▶ **ENTRIES SUPPLIED**
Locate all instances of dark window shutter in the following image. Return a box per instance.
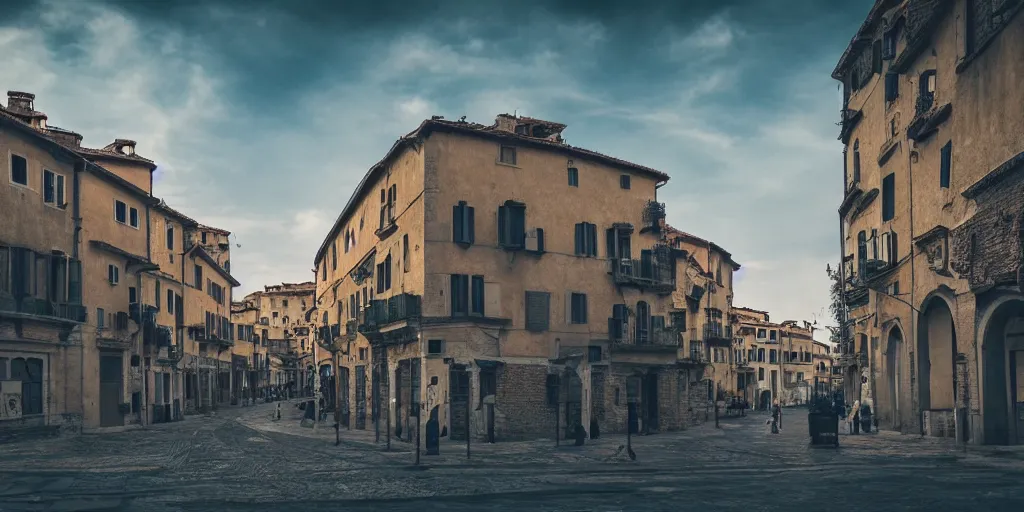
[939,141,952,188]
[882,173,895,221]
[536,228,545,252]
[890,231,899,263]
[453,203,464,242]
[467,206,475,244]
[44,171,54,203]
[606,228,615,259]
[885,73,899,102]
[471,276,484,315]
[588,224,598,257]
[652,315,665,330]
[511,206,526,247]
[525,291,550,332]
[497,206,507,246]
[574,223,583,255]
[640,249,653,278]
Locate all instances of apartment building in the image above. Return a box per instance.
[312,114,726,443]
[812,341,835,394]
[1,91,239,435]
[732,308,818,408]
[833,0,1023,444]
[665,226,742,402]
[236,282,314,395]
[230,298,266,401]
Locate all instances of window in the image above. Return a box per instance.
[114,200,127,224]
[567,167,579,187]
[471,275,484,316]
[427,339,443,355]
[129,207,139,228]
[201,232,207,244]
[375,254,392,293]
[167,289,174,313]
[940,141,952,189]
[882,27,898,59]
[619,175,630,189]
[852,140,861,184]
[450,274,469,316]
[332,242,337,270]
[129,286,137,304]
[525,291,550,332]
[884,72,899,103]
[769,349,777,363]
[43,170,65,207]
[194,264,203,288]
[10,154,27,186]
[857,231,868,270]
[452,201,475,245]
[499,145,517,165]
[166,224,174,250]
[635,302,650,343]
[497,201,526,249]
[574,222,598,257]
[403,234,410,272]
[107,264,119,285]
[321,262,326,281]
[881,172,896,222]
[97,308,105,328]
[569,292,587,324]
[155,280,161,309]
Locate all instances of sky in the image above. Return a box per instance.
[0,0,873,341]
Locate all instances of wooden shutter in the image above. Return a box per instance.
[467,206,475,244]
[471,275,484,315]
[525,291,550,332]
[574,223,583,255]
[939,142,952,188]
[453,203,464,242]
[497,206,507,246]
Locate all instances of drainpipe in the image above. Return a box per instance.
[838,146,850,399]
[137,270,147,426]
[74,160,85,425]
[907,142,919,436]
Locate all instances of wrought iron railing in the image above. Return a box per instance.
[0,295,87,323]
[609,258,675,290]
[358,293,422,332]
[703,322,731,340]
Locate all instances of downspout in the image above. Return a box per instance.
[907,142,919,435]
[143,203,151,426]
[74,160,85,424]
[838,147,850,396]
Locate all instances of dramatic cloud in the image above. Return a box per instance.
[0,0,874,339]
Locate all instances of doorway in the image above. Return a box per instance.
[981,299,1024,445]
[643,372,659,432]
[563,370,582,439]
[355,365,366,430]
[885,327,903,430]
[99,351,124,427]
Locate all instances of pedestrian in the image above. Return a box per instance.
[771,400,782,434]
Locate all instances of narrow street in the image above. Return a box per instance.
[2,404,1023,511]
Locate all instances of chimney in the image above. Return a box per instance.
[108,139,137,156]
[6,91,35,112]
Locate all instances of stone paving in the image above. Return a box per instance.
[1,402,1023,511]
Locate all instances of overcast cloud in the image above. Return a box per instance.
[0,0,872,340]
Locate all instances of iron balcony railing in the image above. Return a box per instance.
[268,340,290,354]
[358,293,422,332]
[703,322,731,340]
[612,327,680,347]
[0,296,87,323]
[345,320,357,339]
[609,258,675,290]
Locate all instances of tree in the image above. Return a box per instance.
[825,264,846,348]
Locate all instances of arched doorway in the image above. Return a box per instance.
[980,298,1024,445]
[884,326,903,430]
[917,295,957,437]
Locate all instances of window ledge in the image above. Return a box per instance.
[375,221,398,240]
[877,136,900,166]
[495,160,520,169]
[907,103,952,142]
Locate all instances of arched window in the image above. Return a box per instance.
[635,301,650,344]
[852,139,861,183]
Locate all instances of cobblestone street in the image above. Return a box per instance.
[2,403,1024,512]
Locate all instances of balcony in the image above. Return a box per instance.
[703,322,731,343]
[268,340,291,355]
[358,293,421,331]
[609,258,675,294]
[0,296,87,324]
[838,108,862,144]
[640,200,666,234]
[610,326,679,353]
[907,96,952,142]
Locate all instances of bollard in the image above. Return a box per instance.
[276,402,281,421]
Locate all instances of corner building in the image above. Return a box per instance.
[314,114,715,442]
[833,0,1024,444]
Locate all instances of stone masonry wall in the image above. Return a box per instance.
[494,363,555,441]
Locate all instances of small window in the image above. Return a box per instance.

▶ **ACTIVITY**
Exactly the lines from the one containing "Locate all instances of tree" to the last line of the entries above must be duplicated, with both of those lines included and nothing more.

▶ **ANSWER BOX**
Locate all instances of tree in the image above. Return a box per instance.
[825,264,846,348]
Locate all instances of arched doorway in the image above. Return a box per instance.
[980,298,1024,445]
[884,326,903,430]
[917,295,957,437]
Locate all instances of window ledge in the image above. Return a box per instance.
[375,221,398,240]
[877,136,900,166]
[495,160,520,169]
[907,103,952,142]
Locate all instances of arched window in the image above. Return a box per instance.
[635,301,650,344]
[852,139,861,183]
Locate all instances of cobblestone street in the image above. Return a box per instance.
[2,403,1024,512]
Locate all instances of balcony in the image above. Return a box per instance.
[703,322,731,343]
[268,340,291,355]
[358,293,421,331]
[609,258,675,294]
[0,296,87,324]
[838,108,862,144]
[640,200,666,234]
[610,326,679,353]
[907,96,952,142]
Locate all instances of bollard in the image above. Return a box per instance.
[276,402,281,421]
Locate all instances of corner building in the image above. Return a box per instance.
[314,114,715,442]
[833,0,1024,444]
Locate all instances of stone masonry wall in the image above. Return a box per instance.
[494,363,555,441]
Locate all instances of small window in the image above. Return a box per instance.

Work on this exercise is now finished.